Each line from the one that holds "x=116, y=58" to the end of the entries is to be given again exactly. Do not include pictures.

[Natural-language object grounding data]
----------

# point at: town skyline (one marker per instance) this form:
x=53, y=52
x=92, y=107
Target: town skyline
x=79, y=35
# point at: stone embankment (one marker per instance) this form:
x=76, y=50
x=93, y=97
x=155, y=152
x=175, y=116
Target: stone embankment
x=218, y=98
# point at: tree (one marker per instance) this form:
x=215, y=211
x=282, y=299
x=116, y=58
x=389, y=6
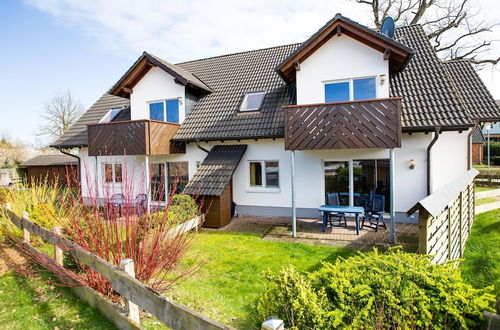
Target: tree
x=456, y=30
x=61, y=112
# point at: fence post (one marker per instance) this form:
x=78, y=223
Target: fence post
x=133, y=310
x=57, y=250
x=26, y=234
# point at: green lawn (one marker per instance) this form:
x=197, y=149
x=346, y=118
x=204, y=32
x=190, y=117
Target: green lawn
x=35, y=304
x=230, y=281
x=486, y=200
x=481, y=264
x=482, y=188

----------

◆ Solution to this task ◆
x=116, y=58
x=389, y=6
Target: tree
x=456, y=30
x=61, y=112
# point at: fence post (one marker per instance) this form:
x=78, y=223
Target: fence post
x=133, y=310
x=57, y=250
x=26, y=234
# point at: green lawn (one marker per instance) this form:
x=197, y=149
x=346, y=118
x=204, y=32
x=190, y=117
Target: green lawn
x=35, y=304
x=230, y=281
x=486, y=200
x=481, y=264
x=482, y=188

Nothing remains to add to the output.